__Data for the task__:
╭──
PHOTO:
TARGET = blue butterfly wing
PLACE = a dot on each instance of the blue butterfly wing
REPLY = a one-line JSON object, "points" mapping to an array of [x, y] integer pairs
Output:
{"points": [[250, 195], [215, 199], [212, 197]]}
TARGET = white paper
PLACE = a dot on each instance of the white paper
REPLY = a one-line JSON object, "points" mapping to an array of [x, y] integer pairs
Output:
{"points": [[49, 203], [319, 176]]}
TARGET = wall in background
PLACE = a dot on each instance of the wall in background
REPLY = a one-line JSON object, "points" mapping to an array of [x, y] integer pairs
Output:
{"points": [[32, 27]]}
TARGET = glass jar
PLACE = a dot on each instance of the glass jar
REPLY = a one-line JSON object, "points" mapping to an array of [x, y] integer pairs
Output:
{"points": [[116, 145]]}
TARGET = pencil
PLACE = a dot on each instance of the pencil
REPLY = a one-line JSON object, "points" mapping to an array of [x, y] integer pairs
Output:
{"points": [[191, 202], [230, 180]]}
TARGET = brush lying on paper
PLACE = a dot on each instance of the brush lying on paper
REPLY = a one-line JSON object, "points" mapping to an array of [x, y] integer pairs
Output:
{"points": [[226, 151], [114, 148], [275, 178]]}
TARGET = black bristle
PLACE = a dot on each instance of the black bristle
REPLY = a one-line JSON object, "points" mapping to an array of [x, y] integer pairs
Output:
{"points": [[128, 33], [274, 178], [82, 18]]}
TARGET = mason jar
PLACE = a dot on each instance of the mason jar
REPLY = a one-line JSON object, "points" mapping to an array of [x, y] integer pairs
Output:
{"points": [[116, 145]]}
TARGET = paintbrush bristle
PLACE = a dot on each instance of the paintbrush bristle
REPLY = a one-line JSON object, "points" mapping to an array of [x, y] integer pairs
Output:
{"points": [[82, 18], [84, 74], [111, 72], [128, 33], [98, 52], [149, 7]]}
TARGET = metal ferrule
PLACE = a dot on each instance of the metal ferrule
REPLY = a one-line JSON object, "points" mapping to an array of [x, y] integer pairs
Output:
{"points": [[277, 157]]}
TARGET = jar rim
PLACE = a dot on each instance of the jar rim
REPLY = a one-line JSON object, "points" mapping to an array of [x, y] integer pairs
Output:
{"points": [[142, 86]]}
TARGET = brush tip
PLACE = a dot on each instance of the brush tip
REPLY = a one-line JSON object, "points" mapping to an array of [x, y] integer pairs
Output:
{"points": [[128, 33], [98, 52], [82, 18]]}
╰──
__What the exercise asks__: Reproduce, unchanged, the line containing "PLACE = a dot on each instance of the brush tip" and each line after it through the end of the listing above, and nothing else.

__Finished exercise__:
PLACE = a dot on each instance of the brush tip
REPLY = a one-line JSON object, "points" mapping to an array of [x, y] integer pairs
Output:
{"points": [[128, 33], [98, 52], [82, 18]]}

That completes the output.